Written request - Print every line of the material below word for word, leaving out the pictures.

Source data

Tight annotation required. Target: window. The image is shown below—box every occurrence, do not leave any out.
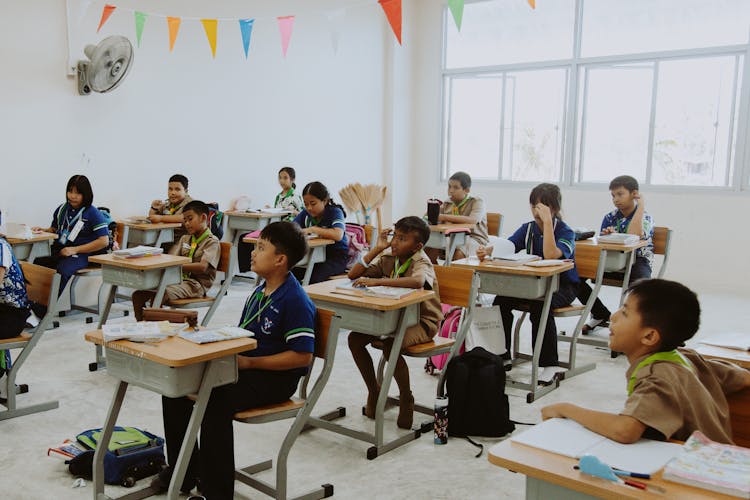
[442,0,750,189]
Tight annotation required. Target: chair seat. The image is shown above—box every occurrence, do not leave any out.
[234,397,305,422]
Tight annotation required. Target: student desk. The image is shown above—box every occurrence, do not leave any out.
[425,224,474,266]
[89,254,190,371]
[85,330,257,500]
[122,220,182,248]
[8,233,57,262]
[488,439,735,500]
[453,258,573,403]
[242,236,336,286]
[305,279,435,460]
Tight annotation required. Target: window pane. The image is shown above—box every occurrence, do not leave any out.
[581,0,750,57]
[446,76,502,179]
[503,69,566,182]
[445,0,575,68]
[579,63,653,182]
[651,57,735,186]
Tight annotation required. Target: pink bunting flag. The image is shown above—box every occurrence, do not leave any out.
[276,16,294,57]
[96,4,117,33]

Solution for this task -
Tight annotation required. Target: window. The image is shown below—box every occurrence, do not leave any out.
[442,0,750,189]
Tight annotation required. Target: chair seat. The image is shown above—box every occurrence, do not leave any out.
[234,397,305,422]
Tight annotation required. Target: student desk. The image is shown above—box every occurrence, do not leave any out.
[425,224,474,266]
[89,254,190,371]
[85,330,257,500]
[122,220,182,248]
[8,233,57,262]
[488,439,735,500]
[453,258,573,403]
[242,236,336,286]
[305,279,435,460]
Tight annotation required. Target: window pane. The image is shown above—box every occurrence, do not leave any out.
[581,0,750,57]
[446,76,502,179]
[503,69,566,182]
[445,0,575,68]
[579,63,653,182]
[651,57,735,186]
Tight annotation required. Target: pink bunting flag. The image is shown above—box every occurrence, do not leave any out.
[276,16,294,57]
[96,4,117,33]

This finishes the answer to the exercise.